[BEGIN Given passage]

Banking software provider Q2 (NYSE:QTWO) reported results in line with analyst expectations in Q1 FY2021 quarter, with revenue up 26.1% year on year to $116 million. Q2 made a GAAP loss of $25.6 million, improving on its loss of $34.1 million, in the same quarter last year.
Q2 (NYSE:QTWO) Q1 FY2021 Highlights:
- Revenue: $116 million vs analyst estimates of $115 million (0.97% beat)
- EPS (non-GAAP): $0.10 vs analyst estimates of $0.08 (26.1% beat)
- Revenue guidance for Q2 2021 is $122 million at the midpoint, above analyst estimates of $118 million
- The company lifted revenue guidance for the full year, from $489 million to $496 million at the midpoint, a 1.43% increase
- Gross Margin (GAAP): 45.6%, up from 40.8% previous quarter
“Our first quarter results reflect strong execution in the period, delivering financial results which exceeded the high end of our revenue and adjusted EBITDA guidance," said David Mehok, Q2 CFO. “The revenue and adjusted EBITDA achievement was driven primarily by new customer go-lives and organic user growth in the quarter. We are raising our full year revenue guidance and revising our adjusted EBITDA guidance to reflect our current views on our business outlook for the remainder of 2021 and the impact of the ClickSWITCH acquisition, which closed on April 1st.”
Banking As A Service
Founded in 2004, Q2 (NYSE:QTWO) offers software as a service that enables small banks provide online banking and consumer lending services to their clients. Small, regional and community banks often lack the resources required to manage their own tech infrastructure, making it difficult for them to compete with polished offerings of large national banks. Q2’s cloud-based platform provides them with mobile apps and websites that have the same functionalities big banks offer and allows them to put their own branding on it.
Q2 then handles all the regulatory compliance and security and provides banks with data-based insights on their customers, allowing them to offer more personalized products and better customer service. Community banks and credit unions are under competitive pressure and their numbers have been slowly decreasing due to market consolidation, but there are still thousands of them across the country. Q2 and companies like nCino (NASDAQ:NCNO) or Alkami (NASDAQ:ALKT) are offering them a chance to keep up with the bigger players in the market.

[END Given passage]

▶ _Problem requirements_: Render this sentence from the Q2 earnings summary in Spanish: "Small, regional and community banks often lack the resources required to manage their own tech infrastructure, making it difficult for them to compete with polished offerings of large national banks."

[BEGIN Raw data]

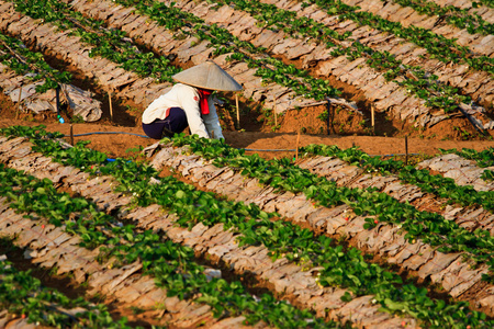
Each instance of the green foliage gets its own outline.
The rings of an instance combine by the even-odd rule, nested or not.
[[[56,328],[134,328],[126,319],[115,321],[105,305],[82,298],[70,299],[56,290],[42,286],[31,272],[18,271],[9,261],[0,261],[0,306],[25,317],[29,324]],[[75,315],[64,309],[82,308]]]

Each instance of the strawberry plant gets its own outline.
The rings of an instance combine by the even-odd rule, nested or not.
[[[426,169],[405,166],[403,161],[392,159],[382,160],[380,157],[370,157],[357,147],[341,150],[334,145],[311,145],[302,148],[301,152],[324,157],[337,157],[350,164],[364,169],[367,172],[378,171],[381,174],[395,173],[400,180],[417,185],[423,192],[435,194],[463,206],[481,205],[485,209],[494,212],[494,204],[492,203],[494,192],[475,191],[469,185],[460,186],[450,178],[445,178],[440,174],[430,174]],[[490,151],[486,150],[485,155],[487,157],[489,154]]]
[[[70,83],[71,75],[53,69],[40,53],[32,53],[20,41],[0,33],[0,61],[18,75],[31,73],[33,81],[45,80],[36,86],[36,92],[59,88],[60,83]]]
[[[26,135],[35,136],[34,129],[26,129]],[[2,132],[10,134],[11,132],[19,133],[22,131],[19,127],[12,127]],[[41,135],[45,134],[41,131]],[[66,164],[71,164],[74,158],[77,157],[78,151],[82,148],[77,146],[72,148],[72,151],[67,152],[50,139],[33,138],[32,141],[37,145],[37,151],[45,152],[44,149],[48,148],[52,156]],[[242,154],[240,150],[229,148],[222,143],[186,137],[175,139],[176,144],[184,144],[186,141],[190,143],[198,154],[204,156],[213,154],[214,157],[222,157],[222,159],[218,159],[220,161],[228,159],[231,161],[233,157],[238,157]],[[57,152],[63,151],[65,151],[65,157],[56,156]],[[289,160],[280,162],[283,167],[272,166],[276,162],[267,162],[258,157],[242,157],[239,160],[250,163],[250,166],[238,166],[238,168],[243,168],[246,174],[262,175],[263,181],[271,181],[276,186],[289,188],[294,185],[292,191],[296,191],[297,189],[305,189],[304,186],[310,184],[305,191],[311,196],[337,197],[339,195],[336,191],[330,196],[323,193],[328,185],[319,185],[311,174],[307,174],[305,171],[294,170]],[[444,302],[434,300],[425,296],[425,290],[419,290],[411,284],[403,284],[398,275],[388,272],[377,264],[367,263],[361,252],[357,249],[335,246],[332,239],[325,236],[314,237],[307,229],[301,229],[290,223],[272,222],[270,218],[276,216],[276,214],[265,213],[256,205],[217,200],[211,193],[197,191],[171,177],[159,178],[153,169],[127,162],[123,159],[117,159],[110,163],[99,163],[102,166],[89,169],[91,162],[88,160],[83,167],[93,173],[114,175],[120,182],[120,185],[116,188],[117,191],[136,193],[135,201],[139,205],[158,203],[169,212],[178,214],[180,216],[178,223],[183,226],[193,225],[198,222],[206,226],[224,223],[225,227],[242,234],[238,238],[240,245],[263,245],[270,249],[273,258],[280,257],[277,252],[282,250],[287,252],[285,257],[290,260],[310,262],[313,266],[323,266],[324,270],[321,271],[318,276],[323,285],[347,287],[356,295],[374,294],[375,300],[381,304],[383,309],[396,314],[401,314],[404,309],[405,314],[420,319],[430,328],[446,322],[456,328],[464,328],[467,324],[491,326],[491,324],[485,321],[485,315],[468,310],[465,303],[454,303],[445,308],[441,306]],[[240,164],[240,162],[237,162],[237,164]],[[283,174],[280,175],[281,172]],[[149,184],[148,180],[151,177],[159,180],[160,183]],[[324,181],[321,180],[321,182]],[[321,190],[321,186],[324,190]],[[330,192],[328,189],[327,191]],[[345,190],[340,191],[343,192],[341,196],[351,202],[351,193]],[[324,201],[321,201],[321,203],[325,204]],[[132,231],[132,228],[128,229]],[[133,239],[142,238],[134,237]],[[153,239],[150,238],[150,240]],[[146,238],[146,240],[149,239]],[[157,247],[154,246],[153,248]],[[153,248],[146,249],[148,250],[146,252],[150,252]],[[124,259],[127,260],[134,260],[139,254],[135,248],[130,246],[126,249],[119,248],[119,250],[117,252],[122,252],[122,257],[125,256]],[[131,256],[133,258],[128,259]],[[150,266],[159,258],[165,259],[164,256],[153,257],[149,258],[149,262],[146,262],[146,264]],[[370,282],[372,284],[369,284]],[[173,283],[170,285],[175,286]],[[212,288],[215,292],[217,291],[217,288]],[[188,292],[193,292],[193,290],[190,291],[182,286],[178,291],[186,295]],[[209,297],[204,298],[211,299]],[[458,322],[457,319],[461,320]]]
[[[30,271],[18,271],[8,260],[0,260],[0,306],[36,326],[134,328],[126,324],[125,318],[115,321],[105,305],[94,305],[81,297],[70,299],[56,290],[44,287]],[[66,311],[76,307],[83,310],[75,315]]]

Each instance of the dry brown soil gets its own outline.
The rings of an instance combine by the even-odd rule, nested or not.
[[[97,123],[74,123],[72,131],[75,135],[86,134],[86,133],[108,133],[108,132],[123,132],[132,133],[137,135],[143,135],[144,132],[141,127],[141,113],[138,110],[128,110],[121,106],[121,112],[125,112],[124,115],[127,117],[125,121],[117,121],[117,123],[112,123],[109,115],[103,115],[103,118]],[[296,112],[296,111],[295,111]],[[119,113],[115,113],[115,116]],[[124,116],[122,115],[122,116]],[[346,117],[341,120],[350,121],[351,117],[345,114]],[[68,117],[64,115],[66,122],[69,122]],[[300,134],[297,136],[297,131],[300,131],[301,120],[303,116],[306,121],[315,122],[315,118],[311,118],[311,114],[305,115],[302,111],[299,113],[289,113],[284,115],[281,120],[284,121],[282,125],[282,133],[271,132],[271,126],[251,124],[248,122],[247,116],[243,116],[240,120],[240,126],[244,127],[245,132],[234,131],[232,118],[228,113],[224,114],[225,126],[228,131],[224,132],[226,143],[233,147],[247,148],[247,149],[260,149],[260,150],[272,150],[272,149],[289,149],[291,151],[256,151],[263,157],[282,157],[282,156],[294,156],[293,151],[299,146],[306,146],[310,144],[325,144],[325,145],[337,145],[340,148],[348,148],[353,145],[359,146],[361,150],[370,155],[392,155],[392,154],[404,154],[405,152],[405,138],[408,137],[408,152],[409,154],[422,154],[422,155],[435,155],[439,151],[439,148],[473,148],[476,150],[482,150],[487,147],[494,147],[494,141],[490,138],[479,138],[475,140],[462,140],[463,136],[442,137],[439,139],[435,133],[427,132],[429,135],[417,136],[414,134],[406,134],[406,132],[400,132],[394,134],[394,137],[385,136],[371,136],[363,135],[364,132],[350,133],[343,132],[340,134],[335,134],[332,132],[330,135],[326,134]],[[250,117],[251,118],[251,117]],[[256,122],[251,120],[251,122]],[[54,113],[33,115],[29,113],[20,113],[19,118],[15,120],[15,106],[9,101],[2,98],[0,100],[0,127],[8,127],[12,125],[25,125],[25,126],[36,126],[43,124],[49,132],[60,132],[63,134],[69,135],[70,124],[60,124],[56,121],[56,115]],[[291,128],[292,127],[292,128]],[[439,129],[439,127],[438,127]],[[447,131],[447,128],[442,128]],[[451,129],[449,129],[451,131]],[[326,132],[326,127],[324,127]],[[368,129],[368,133],[370,131]],[[338,133],[338,132],[336,132]],[[69,138],[66,138],[69,141]],[[125,134],[98,134],[75,137],[75,141],[78,140],[90,140],[88,147],[105,152],[110,158],[115,157],[128,157],[134,152],[127,151],[130,149],[138,148],[139,146],[146,147],[151,145],[156,140],[144,138],[134,135]],[[299,144],[297,144],[299,141]],[[247,154],[251,154],[248,151]]]

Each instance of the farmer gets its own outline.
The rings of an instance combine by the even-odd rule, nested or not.
[[[144,133],[161,139],[189,126],[191,134],[200,137],[224,138],[211,93],[238,91],[242,86],[212,60],[181,71],[173,79],[179,83],[144,111]]]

[END Raw data]

▶ _The completed task_: Los bancos pequeños, regionales y comunitarios a menudo carecen de los recursos necesarios para gestionar su propia infraestructura tecnológica, lo que les dificulta competir con las ofertas pulidas de los grandes bancos nacionales.